WHAT TO PRODUCE »
Pick each line that has "handle" out of the records.

***** MATERIAL FOR THE TASK

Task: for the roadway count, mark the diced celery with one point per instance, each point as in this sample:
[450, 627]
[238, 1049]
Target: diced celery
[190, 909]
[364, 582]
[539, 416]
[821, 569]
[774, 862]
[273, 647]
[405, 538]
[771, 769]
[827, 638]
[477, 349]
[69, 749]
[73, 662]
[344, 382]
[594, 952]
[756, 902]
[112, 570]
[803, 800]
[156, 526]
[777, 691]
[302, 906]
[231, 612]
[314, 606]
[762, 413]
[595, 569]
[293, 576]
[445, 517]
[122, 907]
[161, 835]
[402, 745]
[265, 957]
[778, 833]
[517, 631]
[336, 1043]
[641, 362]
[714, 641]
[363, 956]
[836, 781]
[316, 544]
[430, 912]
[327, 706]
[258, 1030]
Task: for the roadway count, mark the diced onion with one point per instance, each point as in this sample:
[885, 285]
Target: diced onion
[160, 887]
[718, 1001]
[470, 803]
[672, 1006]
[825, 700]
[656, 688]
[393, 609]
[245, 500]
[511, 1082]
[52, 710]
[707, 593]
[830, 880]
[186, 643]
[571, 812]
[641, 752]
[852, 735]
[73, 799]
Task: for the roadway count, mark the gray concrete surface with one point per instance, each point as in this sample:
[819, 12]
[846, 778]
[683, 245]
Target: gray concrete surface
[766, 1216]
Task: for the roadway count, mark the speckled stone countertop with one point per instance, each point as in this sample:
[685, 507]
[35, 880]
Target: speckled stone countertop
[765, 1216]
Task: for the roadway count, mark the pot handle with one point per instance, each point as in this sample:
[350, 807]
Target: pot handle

**********

EXERCISE RESPONSE »
Task: for the roadway count, mark the pot handle with one point per instance, each point as in this sample:
Target: pot handle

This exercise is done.